--- START ---
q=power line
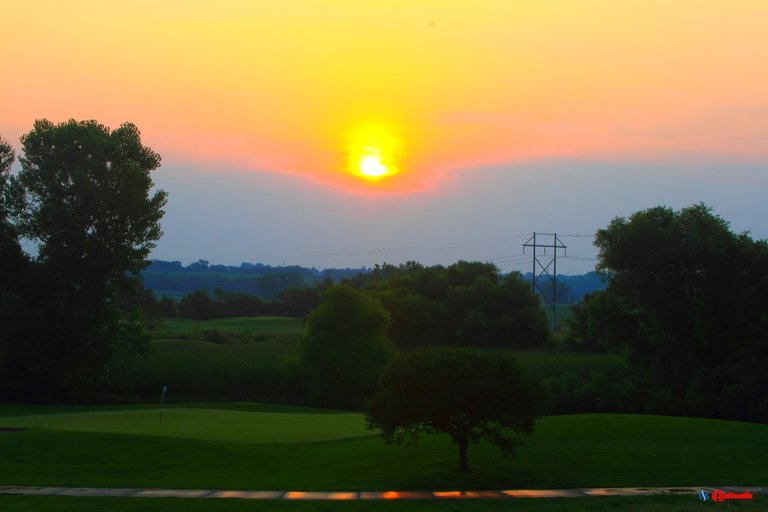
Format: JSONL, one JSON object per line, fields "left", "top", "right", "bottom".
{"left": 292, "top": 235, "right": 531, "bottom": 260}
{"left": 561, "top": 254, "right": 597, "bottom": 261}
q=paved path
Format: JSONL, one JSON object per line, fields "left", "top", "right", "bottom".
{"left": 0, "top": 485, "right": 764, "bottom": 500}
--- END ---
> [WHAT YOU SHOULD DO]: The line containing "q=paved path" and every line after it, through the end of the records above: output exactly those, and nothing else.

> [RESULT FOR THIS TASK]:
q=paved path
Format: JSONL, one JSON object per line, fields "left", "top", "right", "bottom".
{"left": 0, "top": 485, "right": 764, "bottom": 500}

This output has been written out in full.